Exercise requirements: Reproduce the records below with every "Result" renamed to "Output", keeping everything else unchanged.

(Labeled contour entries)
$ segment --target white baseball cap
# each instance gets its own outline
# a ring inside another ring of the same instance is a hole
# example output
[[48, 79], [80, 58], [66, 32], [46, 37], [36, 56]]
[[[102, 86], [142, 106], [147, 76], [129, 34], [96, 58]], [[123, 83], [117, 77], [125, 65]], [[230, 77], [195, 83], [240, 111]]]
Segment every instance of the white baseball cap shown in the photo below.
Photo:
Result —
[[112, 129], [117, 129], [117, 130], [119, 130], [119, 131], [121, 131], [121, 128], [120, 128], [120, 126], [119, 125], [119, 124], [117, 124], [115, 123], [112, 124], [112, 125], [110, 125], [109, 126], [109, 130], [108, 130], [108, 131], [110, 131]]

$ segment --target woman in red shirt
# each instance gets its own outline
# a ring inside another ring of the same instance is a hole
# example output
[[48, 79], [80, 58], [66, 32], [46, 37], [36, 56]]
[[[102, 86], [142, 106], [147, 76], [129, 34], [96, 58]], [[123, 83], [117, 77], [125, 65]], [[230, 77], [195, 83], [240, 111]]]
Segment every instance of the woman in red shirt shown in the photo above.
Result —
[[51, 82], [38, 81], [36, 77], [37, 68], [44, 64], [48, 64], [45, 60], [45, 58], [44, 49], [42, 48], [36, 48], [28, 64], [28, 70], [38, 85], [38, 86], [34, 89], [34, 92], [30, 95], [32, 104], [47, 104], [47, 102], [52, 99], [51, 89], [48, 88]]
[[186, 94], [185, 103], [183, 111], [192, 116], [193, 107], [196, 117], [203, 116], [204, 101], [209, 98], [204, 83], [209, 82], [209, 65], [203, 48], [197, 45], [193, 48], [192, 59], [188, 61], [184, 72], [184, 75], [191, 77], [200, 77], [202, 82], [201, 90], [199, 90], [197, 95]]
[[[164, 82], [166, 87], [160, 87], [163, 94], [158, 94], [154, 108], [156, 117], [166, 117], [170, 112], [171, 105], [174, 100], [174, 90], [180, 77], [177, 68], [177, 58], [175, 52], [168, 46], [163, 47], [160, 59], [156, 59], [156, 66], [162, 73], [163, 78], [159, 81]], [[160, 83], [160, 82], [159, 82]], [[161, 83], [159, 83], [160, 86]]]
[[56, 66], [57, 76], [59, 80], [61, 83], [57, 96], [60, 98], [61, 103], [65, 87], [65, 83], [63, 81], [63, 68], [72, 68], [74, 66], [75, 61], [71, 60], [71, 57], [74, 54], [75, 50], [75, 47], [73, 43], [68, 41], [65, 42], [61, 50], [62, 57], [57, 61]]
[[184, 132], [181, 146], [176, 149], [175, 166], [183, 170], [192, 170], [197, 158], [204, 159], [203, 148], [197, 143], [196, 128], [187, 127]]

Task solution:
$ segment --target white baseball cap
# each instance gets its own outline
# a ring inside another ring of the same instance is a hole
# example output
[[48, 79], [80, 58], [66, 32], [46, 37], [36, 56]]
[[[102, 86], [142, 106], [147, 76], [129, 34], [96, 58]], [[123, 83], [117, 77], [125, 65]], [[230, 77], [195, 83], [240, 111]]]
Segment every instance of the white baseball cap shown in the photo below.
Photo:
Output —
[[112, 129], [117, 129], [117, 130], [119, 130], [119, 131], [121, 131], [121, 128], [120, 128], [120, 126], [119, 125], [119, 124], [117, 124], [115, 123], [112, 124], [112, 125], [110, 125], [109, 126], [109, 130], [108, 130], [108, 131], [110, 131]]

$ segment --target woman in red shirt
# each instance gets its own outline
# a ring inside another ring of the same instance is a hole
# example output
[[48, 79], [80, 58], [66, 32], [46, 37], [36, 56]]
[[[102, 86], [142, 106], [147, 76], [129, 34], [96, 58]], [[123, 83], [117, 77], [125, 65]], [[230, 77], [195, 83], [240, 111]]]
Segment every instance of the woman in red shirt shown in the photo above.
Output —
[[51, 82], [38, 81], [36, 77], [37, 68], [44, 64], [48, 64], [45, 60], [45, 58], [44, 49], [42, 48], [36, 48], [28, 64], [28, 70], [38, 85], [38, 86], [34, 89], [34, 92], [30, 95], [32, 104], [47, 104], [47, 102], [52, 99], [51, 89], [48, 88]]
[[186, 94], [185, 103], [183, 111], [192, 116], [193, 107], [196, 117], [203, 116], [204, 101], [209, 98], [204, 83], [209, 82], [209, 65], [203, 48], [197, 45], [193, 48], [192, 59], [188, 61], [184, 72], [184, 75], [191, 77], [200, 77], [202, 82], [201, 90], [199, 90], [197, 95]]
[[[164, 82], [166, 87], [160, 87], [163, 94], [158, 94], [154, 108], [156, 117], [166, 117], [170, 112], [171, 105], [174, 100], [174, 90], [180, 77], [177, 68], [177, 58], [175, 52], [168, 46], [163, 47], [160, 59], [156, 59], [156, 66], [162, 73], [163, 78], [159, 81]], [[160, 83], [160, 82], [159, 82]], [[161, 83], [159, 83], [160, 86]]]
[[56, 66], [57, 76], [59, 80], [61, 83], [57, 96], [60, 98], [61, 103], [65, 87], [65, 83], [63, 81], [63, 68], [72, 68], [74, 66], [75, 61], [71, 60], [71, 57], [74, 54], [75, 50], [75, 47], [73, 43], [68, 41], [65, 42], [61, 50], [62, 57], [57, 61]]
[[184, 132], [181, 146], [176, 149], [175, 166], [183, 170], [192, 170], [197, 158], [204, 159], [203, 148], [197, 143], [196, 128], [187, 127]]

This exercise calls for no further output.